### WHAT IS ASKED
Please copy, word for word, everything in the entries below from the line containing "Reviewer note: confirm that each instance of the pink" down to the line containing "Target: pink sky", including both of those lines.

### STORED RECORDS
····················
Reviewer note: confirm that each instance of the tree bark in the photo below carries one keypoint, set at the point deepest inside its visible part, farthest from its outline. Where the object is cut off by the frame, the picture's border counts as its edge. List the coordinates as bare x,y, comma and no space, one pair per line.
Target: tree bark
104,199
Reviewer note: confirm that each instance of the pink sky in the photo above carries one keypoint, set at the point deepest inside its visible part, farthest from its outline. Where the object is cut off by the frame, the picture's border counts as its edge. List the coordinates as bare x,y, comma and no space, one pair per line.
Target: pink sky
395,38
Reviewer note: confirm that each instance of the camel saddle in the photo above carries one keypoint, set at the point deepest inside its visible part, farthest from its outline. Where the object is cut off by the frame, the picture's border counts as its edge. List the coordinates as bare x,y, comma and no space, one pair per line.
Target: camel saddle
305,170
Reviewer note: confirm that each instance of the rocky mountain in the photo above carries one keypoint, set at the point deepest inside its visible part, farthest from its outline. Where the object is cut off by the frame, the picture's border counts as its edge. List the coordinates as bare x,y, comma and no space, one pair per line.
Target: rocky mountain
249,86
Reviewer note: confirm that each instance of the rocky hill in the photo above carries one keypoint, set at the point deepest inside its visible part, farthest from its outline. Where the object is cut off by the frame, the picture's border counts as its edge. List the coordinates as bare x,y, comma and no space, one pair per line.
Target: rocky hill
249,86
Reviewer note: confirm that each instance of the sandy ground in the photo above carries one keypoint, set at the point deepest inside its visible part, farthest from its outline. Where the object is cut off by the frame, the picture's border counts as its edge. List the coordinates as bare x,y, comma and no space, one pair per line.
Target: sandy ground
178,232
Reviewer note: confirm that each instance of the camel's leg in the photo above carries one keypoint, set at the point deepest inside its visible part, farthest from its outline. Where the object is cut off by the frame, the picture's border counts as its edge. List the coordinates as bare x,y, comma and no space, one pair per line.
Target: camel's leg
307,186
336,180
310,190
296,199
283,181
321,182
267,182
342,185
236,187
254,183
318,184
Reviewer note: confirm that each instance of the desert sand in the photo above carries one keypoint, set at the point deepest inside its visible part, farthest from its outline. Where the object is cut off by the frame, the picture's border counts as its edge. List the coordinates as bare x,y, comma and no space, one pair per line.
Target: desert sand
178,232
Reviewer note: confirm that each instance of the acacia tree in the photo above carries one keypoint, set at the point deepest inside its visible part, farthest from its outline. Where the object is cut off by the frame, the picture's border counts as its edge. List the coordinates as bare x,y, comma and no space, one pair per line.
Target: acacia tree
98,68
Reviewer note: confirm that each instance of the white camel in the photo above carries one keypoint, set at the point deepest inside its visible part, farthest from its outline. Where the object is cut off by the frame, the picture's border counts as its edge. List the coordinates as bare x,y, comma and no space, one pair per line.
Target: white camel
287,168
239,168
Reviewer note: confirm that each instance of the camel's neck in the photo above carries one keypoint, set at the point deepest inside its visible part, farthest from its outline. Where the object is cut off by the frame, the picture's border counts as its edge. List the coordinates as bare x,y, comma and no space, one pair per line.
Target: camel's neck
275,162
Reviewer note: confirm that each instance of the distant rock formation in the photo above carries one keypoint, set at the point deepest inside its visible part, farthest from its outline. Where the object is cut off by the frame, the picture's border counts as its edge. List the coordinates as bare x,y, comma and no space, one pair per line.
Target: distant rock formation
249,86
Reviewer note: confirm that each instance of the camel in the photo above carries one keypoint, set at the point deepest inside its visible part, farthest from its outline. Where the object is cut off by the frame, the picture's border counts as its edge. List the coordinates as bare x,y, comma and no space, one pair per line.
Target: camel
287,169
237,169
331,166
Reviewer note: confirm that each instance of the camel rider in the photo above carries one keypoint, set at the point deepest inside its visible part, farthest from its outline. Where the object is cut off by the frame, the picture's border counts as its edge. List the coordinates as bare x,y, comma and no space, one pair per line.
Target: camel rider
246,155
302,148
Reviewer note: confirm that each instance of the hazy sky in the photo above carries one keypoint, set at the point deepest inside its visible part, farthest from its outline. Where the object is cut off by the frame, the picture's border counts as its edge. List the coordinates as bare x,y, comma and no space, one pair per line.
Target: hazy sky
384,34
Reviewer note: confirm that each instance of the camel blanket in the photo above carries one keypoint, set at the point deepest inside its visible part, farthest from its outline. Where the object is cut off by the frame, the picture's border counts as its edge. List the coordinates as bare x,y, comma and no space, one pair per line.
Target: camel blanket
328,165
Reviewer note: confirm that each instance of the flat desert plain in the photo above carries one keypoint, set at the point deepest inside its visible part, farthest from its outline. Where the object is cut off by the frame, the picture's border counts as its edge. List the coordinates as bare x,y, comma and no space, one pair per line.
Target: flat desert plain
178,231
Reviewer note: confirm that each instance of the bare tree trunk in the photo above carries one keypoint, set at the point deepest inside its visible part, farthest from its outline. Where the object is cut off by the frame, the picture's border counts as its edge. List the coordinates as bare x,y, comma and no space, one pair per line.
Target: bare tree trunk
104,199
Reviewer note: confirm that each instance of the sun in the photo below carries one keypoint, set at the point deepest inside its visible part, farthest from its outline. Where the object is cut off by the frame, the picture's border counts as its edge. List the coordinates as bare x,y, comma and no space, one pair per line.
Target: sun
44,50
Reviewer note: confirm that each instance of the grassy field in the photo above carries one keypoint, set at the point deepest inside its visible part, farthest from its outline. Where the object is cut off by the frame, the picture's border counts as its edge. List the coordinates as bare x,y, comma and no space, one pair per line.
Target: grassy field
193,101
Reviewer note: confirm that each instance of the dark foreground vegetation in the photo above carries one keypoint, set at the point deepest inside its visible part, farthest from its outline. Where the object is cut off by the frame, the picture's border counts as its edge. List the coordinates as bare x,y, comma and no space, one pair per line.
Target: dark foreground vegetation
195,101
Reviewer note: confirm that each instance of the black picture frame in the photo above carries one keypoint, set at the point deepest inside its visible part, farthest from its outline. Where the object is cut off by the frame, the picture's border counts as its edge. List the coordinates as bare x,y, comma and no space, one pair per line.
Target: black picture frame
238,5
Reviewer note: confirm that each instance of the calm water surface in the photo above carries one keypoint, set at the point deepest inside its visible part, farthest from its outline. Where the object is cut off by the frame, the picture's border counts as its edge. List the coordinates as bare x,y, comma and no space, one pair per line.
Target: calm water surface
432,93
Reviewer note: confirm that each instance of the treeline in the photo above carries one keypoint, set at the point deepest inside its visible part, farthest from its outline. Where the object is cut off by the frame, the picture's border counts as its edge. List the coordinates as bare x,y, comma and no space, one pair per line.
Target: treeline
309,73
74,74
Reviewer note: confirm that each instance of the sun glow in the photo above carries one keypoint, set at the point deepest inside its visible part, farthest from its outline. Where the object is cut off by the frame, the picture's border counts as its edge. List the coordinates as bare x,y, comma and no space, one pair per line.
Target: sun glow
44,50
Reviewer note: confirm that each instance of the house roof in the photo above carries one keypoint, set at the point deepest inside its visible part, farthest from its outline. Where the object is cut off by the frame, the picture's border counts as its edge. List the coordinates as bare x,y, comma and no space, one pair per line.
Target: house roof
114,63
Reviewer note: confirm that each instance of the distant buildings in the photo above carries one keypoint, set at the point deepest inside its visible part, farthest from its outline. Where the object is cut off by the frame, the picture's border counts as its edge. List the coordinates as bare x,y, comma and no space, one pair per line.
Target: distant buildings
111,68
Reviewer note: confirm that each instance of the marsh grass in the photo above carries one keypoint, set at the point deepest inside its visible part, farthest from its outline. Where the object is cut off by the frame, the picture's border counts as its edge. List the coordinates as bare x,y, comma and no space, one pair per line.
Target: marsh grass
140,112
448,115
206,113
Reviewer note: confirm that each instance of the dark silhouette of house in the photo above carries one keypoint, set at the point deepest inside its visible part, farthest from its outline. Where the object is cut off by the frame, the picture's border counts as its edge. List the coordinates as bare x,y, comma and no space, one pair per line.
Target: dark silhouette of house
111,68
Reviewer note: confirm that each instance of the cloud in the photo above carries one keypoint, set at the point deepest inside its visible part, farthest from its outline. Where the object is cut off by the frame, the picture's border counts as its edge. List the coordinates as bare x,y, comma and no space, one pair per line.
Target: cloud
····················
### EXPECTED OUTPUT
Reviewer note: confirm that each instance of the pink sky in the photo above carries one keypoint, set at the point deepest inside its visible part, farthest from its outline. Where the object is cut off by the frame, the picture's border counts as its edge. List the coordinates as bare x,y, comma and no space, one pair per line.
Target: pink sky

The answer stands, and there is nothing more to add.